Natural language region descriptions
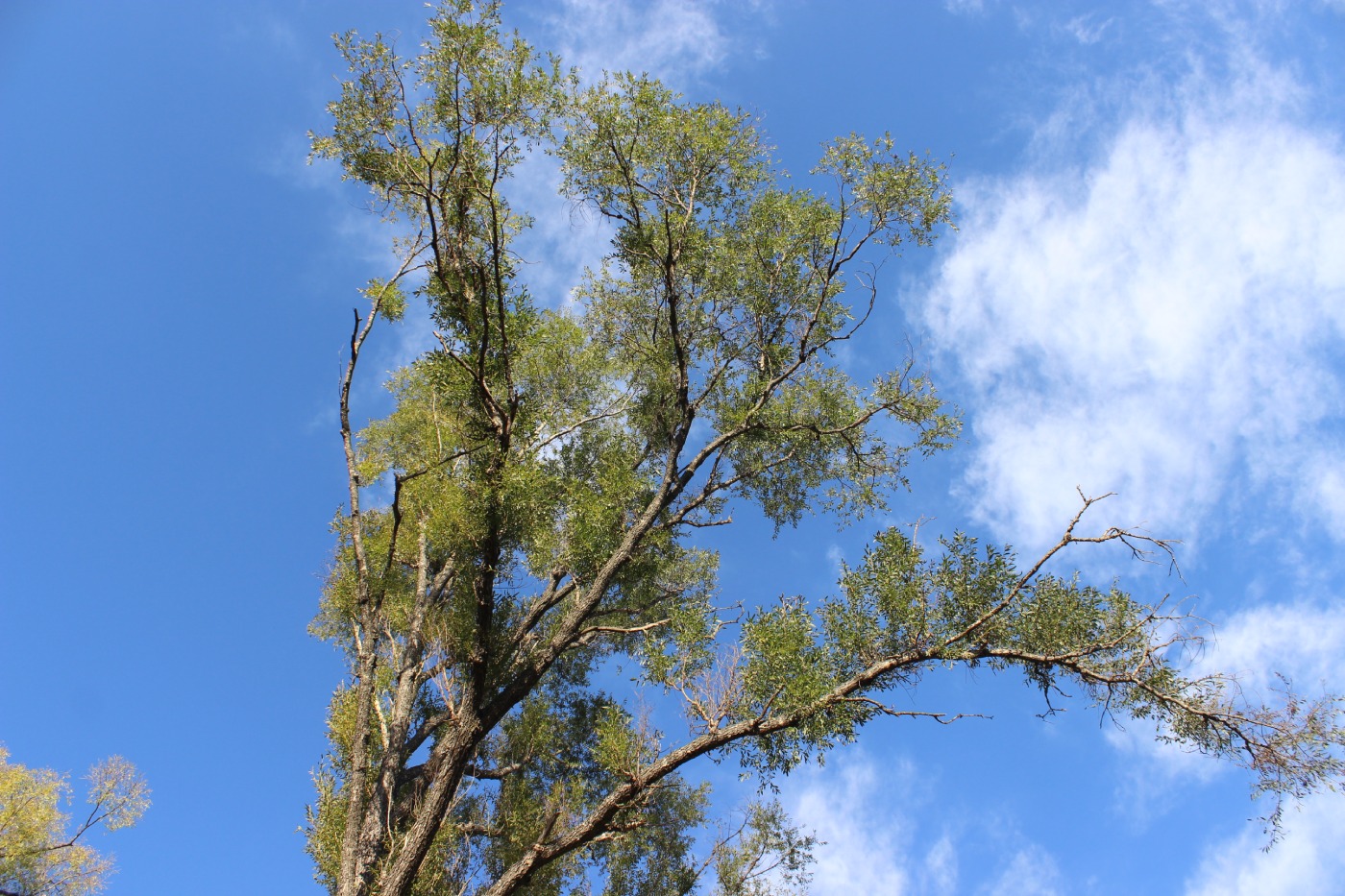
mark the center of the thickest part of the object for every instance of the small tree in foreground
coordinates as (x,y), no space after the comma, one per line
(553,473)
(40,855)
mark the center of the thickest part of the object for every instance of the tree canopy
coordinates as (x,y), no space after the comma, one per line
(40,855)
(544,496)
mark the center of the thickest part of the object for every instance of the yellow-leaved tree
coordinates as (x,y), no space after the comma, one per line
(40,855)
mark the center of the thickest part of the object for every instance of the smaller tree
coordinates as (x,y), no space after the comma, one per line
(39,853)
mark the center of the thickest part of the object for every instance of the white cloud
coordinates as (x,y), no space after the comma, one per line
(1163,322)
(1031,872)
(1304,642)
(885,832)
(1308,861)
(865,846)
(670,39)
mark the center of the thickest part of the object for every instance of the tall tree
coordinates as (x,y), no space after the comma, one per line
(550,473)
(40,855)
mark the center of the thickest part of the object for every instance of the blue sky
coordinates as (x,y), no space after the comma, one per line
(1146,295)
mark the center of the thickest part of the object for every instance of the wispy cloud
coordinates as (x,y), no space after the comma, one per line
(672,39)
(1308,861)
(884,831)
(1163,321)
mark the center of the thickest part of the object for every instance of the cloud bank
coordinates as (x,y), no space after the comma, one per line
(1165,321)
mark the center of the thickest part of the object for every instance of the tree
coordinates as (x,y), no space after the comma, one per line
(39,853)
(551,476)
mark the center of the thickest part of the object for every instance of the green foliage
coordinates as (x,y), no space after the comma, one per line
(549,467)
(40,855)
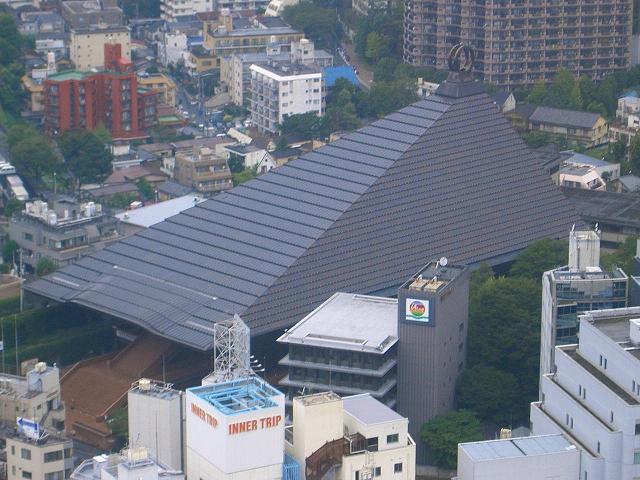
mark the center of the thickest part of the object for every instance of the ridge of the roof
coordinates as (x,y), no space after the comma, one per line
(446,175)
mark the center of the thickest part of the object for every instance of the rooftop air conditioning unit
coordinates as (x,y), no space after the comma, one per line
(144,384)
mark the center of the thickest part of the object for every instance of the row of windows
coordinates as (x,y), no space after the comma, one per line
(377,471)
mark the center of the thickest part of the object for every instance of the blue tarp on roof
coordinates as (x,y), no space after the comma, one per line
(331,74)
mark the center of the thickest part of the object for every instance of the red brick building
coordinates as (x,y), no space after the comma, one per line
(83,100)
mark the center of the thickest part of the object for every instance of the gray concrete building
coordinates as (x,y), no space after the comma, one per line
(348,345)
(64,232)
(518,43)
(579,287)
(91,13)
(46,457)
(432,330)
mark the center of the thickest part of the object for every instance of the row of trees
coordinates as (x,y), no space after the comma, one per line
(11,69)
(85,156)
(583,93)
(501,378)
(346,106)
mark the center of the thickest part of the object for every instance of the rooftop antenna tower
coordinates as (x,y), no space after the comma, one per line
(231,347)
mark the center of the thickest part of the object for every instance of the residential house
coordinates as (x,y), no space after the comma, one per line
(279,90)
(62,230)
(578,128)
(202,170)
(505,101)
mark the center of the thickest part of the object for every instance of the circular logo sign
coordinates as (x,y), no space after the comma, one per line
(417,309)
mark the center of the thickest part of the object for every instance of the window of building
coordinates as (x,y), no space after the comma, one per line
(53,456)
(372,444)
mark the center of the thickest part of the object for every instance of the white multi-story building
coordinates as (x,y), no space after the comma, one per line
(593,397)
(170,9)
(351,437)
(571,290)
(134,463)
(156,420)
(235,430)
(534,458)
(279,90)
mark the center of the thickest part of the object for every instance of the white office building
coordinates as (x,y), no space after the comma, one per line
(134,463)
(156,421)
(170,9)
(281,89)
(351,437)
(593,397)
(533,458)
(579,287)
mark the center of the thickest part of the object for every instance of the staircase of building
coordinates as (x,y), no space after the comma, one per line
(91,389)
(330,455)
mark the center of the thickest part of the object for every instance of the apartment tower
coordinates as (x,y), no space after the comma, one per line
(520,42)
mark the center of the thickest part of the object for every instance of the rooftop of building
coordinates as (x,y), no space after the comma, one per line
(517,447)
(238,396)
(348,321)
(630,182)
(563,274)
(569,118)
(80,7)
(434,276)
(153,388)
(359,215)
(368,410)
(158,212)
(99,29)
(286,68)
(582,159)
(318,398)
(607,208)
(577,171)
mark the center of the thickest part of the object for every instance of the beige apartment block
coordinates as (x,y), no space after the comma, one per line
(86,48)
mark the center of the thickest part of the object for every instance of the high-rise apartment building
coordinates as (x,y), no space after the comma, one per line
(574,289)
(432,332)
(520,42)
(83,100)
(593,397)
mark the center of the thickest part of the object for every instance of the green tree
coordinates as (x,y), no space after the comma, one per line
(145,189)
(488,392)
(8,249)
(504,332)
(34,157)
(304,124)
(540,256)
(244,176)
(374,46)
(103,134)
(634,155)
(442,435)
(13,205)
(622,257)
(45,266)
(86,156)
(538,94)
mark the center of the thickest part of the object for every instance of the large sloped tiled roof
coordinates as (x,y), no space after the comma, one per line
(444,176)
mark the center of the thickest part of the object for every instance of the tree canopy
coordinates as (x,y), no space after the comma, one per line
(86,157)
(442,435)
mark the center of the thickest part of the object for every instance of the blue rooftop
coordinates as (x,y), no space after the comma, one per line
(331,74)
(238,396)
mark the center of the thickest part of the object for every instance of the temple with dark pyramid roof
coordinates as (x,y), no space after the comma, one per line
(446,176)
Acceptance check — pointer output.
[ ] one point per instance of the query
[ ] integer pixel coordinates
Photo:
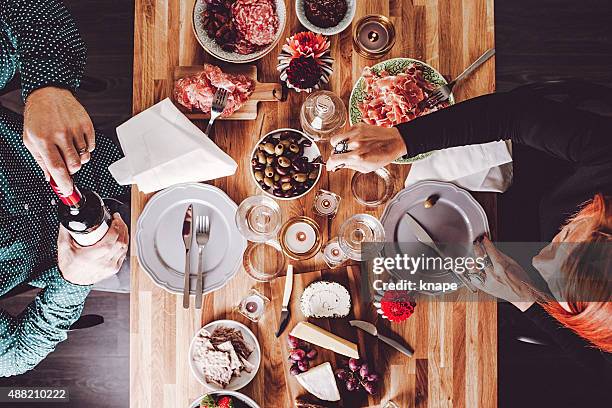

**WHAT IS NEEDED**.
All of the records above should be reproduced exactly, with the pictures left out.

**TASK SOLUTION**.
mark the center of the thickest part of the object for every instance of the small tree in foreground
coordinates as (x,y), no space after the comma, one per line
(553,473)
(40,855)
mark the center of the thickest part of the object for every instance of the tree canopy
coordinates as (x,y), no space after the comma, one per line
(40,855)
(544,496)
mark the center of the thickest part of the object for every instance of the yellow-leaved tree
coordinates as (x,y), no space after the comma, one per line
(40,855)
mark the center of the thickest part of the object for every instance of the smaller tree
coordinates as (x,y), no space after the comma, one per line
(39,853)
mark the center of the thickest part of the object for every instance of the white cloud
coordinates as (x,y), no space after the comma, one per line
(1163,322)
(1031,872)
(1304,642)
(885,832)
(1308,861)
(865,846)
(670,39)
mark the center of the thickest part of the object for every instance of the tall tree
coordinates as (x,y), no space after the comma, one per line
(550,473)
(40,855)
mark the center of the thickest part of the object for every instance of the blue sky
coordinates as (x,y), no space after the comma, one per line
(1146,295)
mark the center of the thickest part of the object for every instance of the wispy cloud
coordinates as (x,y), no space after the comma, one per line
(672,39)
(1308,861)
(884,831)
(1163,321)
mark the center of the thickest part of the object for every instance of the cloud bank
coordinates as (x,y), no space after the comma, one per line
(1165,321)
mark the center of the thickest part of the object for every instance of the tree
coordinates as (x,y), no space after the comma, one per line
(39,853)
(551,476)
mark the center of the thickest part of the object for every instance of the green foliage
coordinates as (x,y), no space after the comma, one per line
(549,467)
(40,855)
mark the center of the thickest part of the object for every instance of the ridge of the roof
coordinates as (x,y), no space after the comma, one per line
(446,175)
mark the center of the thickest part of the object for every instance of the rooftop air conditioning unit
coordinates as (x,y), no space after the comma, one per line
(144,384)
mark the center of the thickest part of the object for every instance of the row of windows
coordinates as (x,y), no space after the comma, one per line
(377,471)
mark the center of the thickest part of the object for every instance of the blue tarp on roof
coordinates as (x,y), no space after the comma, one per line
(331,74)
mark the center of the thickest part of the object for every instance of the red brick building
coordinates as (x,y), no space after the comma, one per line
(83,100)
mark the center of the thickest part of the object for every instance of the gray concrete building
coordinates as (x,y), no space after the comma, one per line
(348,345)
(64,232)
(518,43)
(579,287)
(91,13)
(46,457)
(432,330)
mark the center of the thickest part of the object for every instance of the row of trees
coordinates as (x,y), no space after the comma, one per line
(11,69)
(85,156)
(583,93)
(501,378)
(346,106)
mark the center of the thickest part of the object for every instance of the rooftop antenna tower
coordinates as (x,y), no space after the comma, one per line
(231,347)
mark the center of the thickest part of the object for every instance of the residential house
coordinates as (x,y), no space after the comma, one per line
(279,90)
(62,230)
(578,128)
(202,170)
(505,101)
mark the center of the thickest part of the object for every instance of the circular logo sign
coordinates as (x,y), no space after the comma, one per line
(417,309)
mark the center of the thickest part of the object for every instance of the window of building
coordinates as (x,y), no space after the comma, one per line
(53,456)
(372,444)
mark the center of the thickest part of the object for every instance of the white multi-story building
coordinates as (x,y), no space after the comma, one per line
(593,397)
(170,9)
(351,437)
(571,290)
(134,463)
(156,420)
(235,430)
(534,458)
(279,90)
mark the center of the thickest part of the object for every instance of the white office building
coordinates as (x,y), no space after the comma, one per line
(134,463)
(156,421)
(170,9)
(281,89)
(351,437)
(593,397)
(533,458)
(579,287)
mark the center of the thickest part of the object for every instance of the staircase of building
coordinates as (x,y), no space after the comma, one per line
(91,389)
(330,455)
mark the center of the thickest part of the object for every instance of the apartment tower
coordinates as (x,y), no space after the comma, one per line
(520,42)
mark the center of the thickest part of the object for every instance of the rooftop of building
coordinates as (x,y), no space after the comma, one per line
(517,447)
(238,396)
(348,321)
(630,182)
(563,274)
(569,118)
(80,7)
(434,276)
(153,388)
(359,215)
(368,410)
(158,212)
(99,29)
(286,68)
(582,159)
(318,398)
(607,208)
(577,171)
mark the center of the thickest part of the object for every instance of the beige apartment block
coordinates as (x,y), no space after the comma, one per line
(86,48)
mark the center of the thickest part of the object for every instance of the high-rise apartment building
coordinates as (x,y), no space after the comma, one per line
(574,289)
(432,332)
(520,42)
(83,100)
(593,397)
mark the center of the thickest part of the object for every instance of the green tree
coordinates as (x,y), no space after the comma, one per line
(145,189)
(488,392)
(8,249)
(504,332)
(34,157)
(304,124)
(540,256)
(244,176)
(374,46)
(103,134)
(634,155)
(442,435)
(13,205)
(622,257)
(45,266)
(86,156)
(538,94)
mark the center of the thickest part of the object for every instance of the large sloped tiled roof
coordinates as (x,y), no space after the comma, one per line
(444,176)
mark the center of the thickest part of the object for every instance of the tree canopy
coordinates as (x,y), no space after the comma, one per line
(86,157)
(442,435)
mark the center of the thickest part of the object for every instance of the blue rooftop
coordinates as (x,y), no space after the comma, one per line
(331,74)
(238,396)
mark the center of the thickest part of the object for every instance of the temple with dark pyramid roof
coordinates as (x,y), no space after the comma, one per line
(446,176)
Acceptance check — pointer output.
[ ] one point per instance of the query
[ ] integer pixel coordinates
Photo:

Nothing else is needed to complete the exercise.